● **TASK**: List all lines of the data containing the word "bracelet".

● **SUPPLIED MATERIAL**:

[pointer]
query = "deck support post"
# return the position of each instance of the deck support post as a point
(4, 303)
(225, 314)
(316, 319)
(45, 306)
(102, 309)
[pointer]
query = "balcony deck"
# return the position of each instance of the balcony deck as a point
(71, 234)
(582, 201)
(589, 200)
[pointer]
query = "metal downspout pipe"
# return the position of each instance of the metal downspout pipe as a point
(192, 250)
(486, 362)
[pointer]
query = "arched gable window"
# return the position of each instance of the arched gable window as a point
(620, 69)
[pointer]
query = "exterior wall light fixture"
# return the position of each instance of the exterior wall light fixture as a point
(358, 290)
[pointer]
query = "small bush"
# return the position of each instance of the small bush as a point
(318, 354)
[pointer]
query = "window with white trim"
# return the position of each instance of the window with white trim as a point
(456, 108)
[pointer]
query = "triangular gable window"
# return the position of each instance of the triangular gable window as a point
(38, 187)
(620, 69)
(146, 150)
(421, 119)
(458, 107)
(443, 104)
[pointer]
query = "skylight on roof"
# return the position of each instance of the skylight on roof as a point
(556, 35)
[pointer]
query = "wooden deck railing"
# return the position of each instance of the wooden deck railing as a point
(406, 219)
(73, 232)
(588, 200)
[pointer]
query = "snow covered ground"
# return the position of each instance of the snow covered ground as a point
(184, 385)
--
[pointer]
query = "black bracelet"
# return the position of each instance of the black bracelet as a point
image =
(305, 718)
--
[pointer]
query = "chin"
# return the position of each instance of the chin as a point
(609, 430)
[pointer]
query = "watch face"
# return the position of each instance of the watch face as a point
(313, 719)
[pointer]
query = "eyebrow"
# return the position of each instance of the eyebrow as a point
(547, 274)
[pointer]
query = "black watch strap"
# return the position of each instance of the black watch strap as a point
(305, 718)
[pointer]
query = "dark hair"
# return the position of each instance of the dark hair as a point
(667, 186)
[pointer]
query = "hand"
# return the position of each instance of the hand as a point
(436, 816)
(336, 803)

● **SOLUTION FOR THIS PROBLEM**:
query = "black bracelet"
# return the position of each instance of the black bracelet as a point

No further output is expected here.